Hedge Funds

Billionaire investor Cooperman: Trump's trade war is 'very dangerous'

Key Points
  • Leon Cooperman says President Donald Trump's trade war puts the U.S. economy and market rally at risk.
  • "I think it is very dangerous, and I think he’s [Trump] on the wrong track, and I hope he backs off," Cooperman says Tuesday on CNBC's "Halftime Report."
Leon Cooperman on CNBC's "Halftime Report."
Scott Mlyn | CNBC

Leon Cooperman, chairman and CEO of Omega Advisors, is not a fan of President Donald Trump's trade policy.

The investor was asked about his views on the trade conflict and use of tariffs.

"I think it is very dangerous, and I think he’s [Trump] on the wrong track, and I hope he backs off," Cooperman said Tuesday on CNBC's "Halftime Report." "I think the market is complacent ... I think the market is assuming by the way it is acting as he has done often in the past, he backs off."

The hedge-fund manager noted there were previous incidents where Trump escalated conflict and then de-escalated later to "claim victory."

Last week Trump said the stock market rally since his election victory gives him the opportunity to be more aggressive in his trade war with China and other countries.

“This is the time. You know the expression 'We’re playing with the bank’s money,'” he told CNBC's Joe Kernen in a “Squawk Box” interview aired Friday.

So far in the trade war between the two largest economic powers in the world, the U.S. has slapped tariffs on just $34 billion of Chinese products, which China met with retaliatory duties.

▬▬▬▬▬▬

> **TASK DIRECTIONS**
In the article about Leon Cooperman and the trade war, what firm is Cooperman the chairman and CEO of?

> **DATASET ENTRIES**
▬▬▬▬▬▬

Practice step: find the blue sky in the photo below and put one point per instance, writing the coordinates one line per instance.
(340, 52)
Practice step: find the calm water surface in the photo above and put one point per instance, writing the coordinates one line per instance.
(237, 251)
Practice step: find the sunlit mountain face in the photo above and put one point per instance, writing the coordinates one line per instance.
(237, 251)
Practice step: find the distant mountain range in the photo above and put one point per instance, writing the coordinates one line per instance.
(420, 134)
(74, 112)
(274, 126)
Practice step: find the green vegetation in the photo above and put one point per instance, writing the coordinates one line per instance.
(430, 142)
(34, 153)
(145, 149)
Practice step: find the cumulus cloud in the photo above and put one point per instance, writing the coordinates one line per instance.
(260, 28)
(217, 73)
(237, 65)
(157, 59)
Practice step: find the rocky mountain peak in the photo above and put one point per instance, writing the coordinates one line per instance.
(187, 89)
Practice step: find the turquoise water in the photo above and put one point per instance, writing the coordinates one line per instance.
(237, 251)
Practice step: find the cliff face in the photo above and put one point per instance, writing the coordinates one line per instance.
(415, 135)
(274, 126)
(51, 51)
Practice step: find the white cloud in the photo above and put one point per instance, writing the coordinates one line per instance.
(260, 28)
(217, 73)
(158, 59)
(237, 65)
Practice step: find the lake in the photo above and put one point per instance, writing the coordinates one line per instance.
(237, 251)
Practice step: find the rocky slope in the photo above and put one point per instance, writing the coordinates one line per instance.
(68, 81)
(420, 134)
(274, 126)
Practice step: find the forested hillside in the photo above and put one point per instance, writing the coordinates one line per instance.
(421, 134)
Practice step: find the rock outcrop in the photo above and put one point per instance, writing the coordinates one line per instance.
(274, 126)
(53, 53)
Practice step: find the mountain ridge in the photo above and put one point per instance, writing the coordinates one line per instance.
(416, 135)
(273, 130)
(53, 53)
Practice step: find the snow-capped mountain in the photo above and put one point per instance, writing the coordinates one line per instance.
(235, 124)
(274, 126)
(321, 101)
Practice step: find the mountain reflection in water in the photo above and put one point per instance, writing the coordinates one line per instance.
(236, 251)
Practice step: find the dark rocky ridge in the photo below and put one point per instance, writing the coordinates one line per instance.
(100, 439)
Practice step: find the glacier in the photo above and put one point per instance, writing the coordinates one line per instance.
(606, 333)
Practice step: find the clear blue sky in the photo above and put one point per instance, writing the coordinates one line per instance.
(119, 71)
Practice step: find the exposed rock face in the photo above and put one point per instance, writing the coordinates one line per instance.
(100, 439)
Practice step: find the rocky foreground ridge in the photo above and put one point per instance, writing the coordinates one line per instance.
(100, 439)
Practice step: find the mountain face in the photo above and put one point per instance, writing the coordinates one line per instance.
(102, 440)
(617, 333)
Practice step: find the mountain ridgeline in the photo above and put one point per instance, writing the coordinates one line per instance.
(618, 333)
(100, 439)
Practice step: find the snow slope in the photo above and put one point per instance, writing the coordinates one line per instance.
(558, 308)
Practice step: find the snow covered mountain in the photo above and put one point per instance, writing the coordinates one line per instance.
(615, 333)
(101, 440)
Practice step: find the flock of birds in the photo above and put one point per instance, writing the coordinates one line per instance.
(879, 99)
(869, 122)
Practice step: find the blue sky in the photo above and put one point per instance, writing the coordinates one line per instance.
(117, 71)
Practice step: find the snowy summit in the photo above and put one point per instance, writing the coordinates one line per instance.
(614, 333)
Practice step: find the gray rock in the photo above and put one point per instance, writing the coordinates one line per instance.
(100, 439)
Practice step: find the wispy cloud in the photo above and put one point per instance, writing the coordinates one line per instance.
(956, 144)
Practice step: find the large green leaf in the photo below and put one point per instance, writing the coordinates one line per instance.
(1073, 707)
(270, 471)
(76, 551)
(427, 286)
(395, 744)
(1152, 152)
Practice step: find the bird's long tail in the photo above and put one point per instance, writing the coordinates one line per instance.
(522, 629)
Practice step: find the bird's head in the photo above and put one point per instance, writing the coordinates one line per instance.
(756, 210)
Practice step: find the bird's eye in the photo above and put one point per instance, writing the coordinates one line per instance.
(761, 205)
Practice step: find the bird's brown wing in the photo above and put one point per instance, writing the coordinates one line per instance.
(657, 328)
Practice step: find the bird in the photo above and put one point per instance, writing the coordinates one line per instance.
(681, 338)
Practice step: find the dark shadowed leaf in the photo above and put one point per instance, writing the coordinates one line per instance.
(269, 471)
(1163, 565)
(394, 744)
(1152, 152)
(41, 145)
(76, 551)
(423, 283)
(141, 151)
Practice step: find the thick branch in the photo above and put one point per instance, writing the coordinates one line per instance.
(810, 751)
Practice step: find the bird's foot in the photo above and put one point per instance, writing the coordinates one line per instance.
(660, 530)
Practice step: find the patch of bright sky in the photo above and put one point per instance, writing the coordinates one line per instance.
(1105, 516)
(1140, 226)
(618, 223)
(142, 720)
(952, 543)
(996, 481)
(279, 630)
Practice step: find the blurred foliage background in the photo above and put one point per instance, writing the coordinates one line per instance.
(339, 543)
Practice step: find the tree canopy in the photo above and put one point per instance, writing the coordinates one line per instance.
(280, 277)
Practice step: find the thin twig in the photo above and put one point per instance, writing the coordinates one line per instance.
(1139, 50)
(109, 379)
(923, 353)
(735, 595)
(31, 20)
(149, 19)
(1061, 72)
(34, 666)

▬▬▬▬▬▬

> **EXERCISE OUTPUT**
Omega Advisors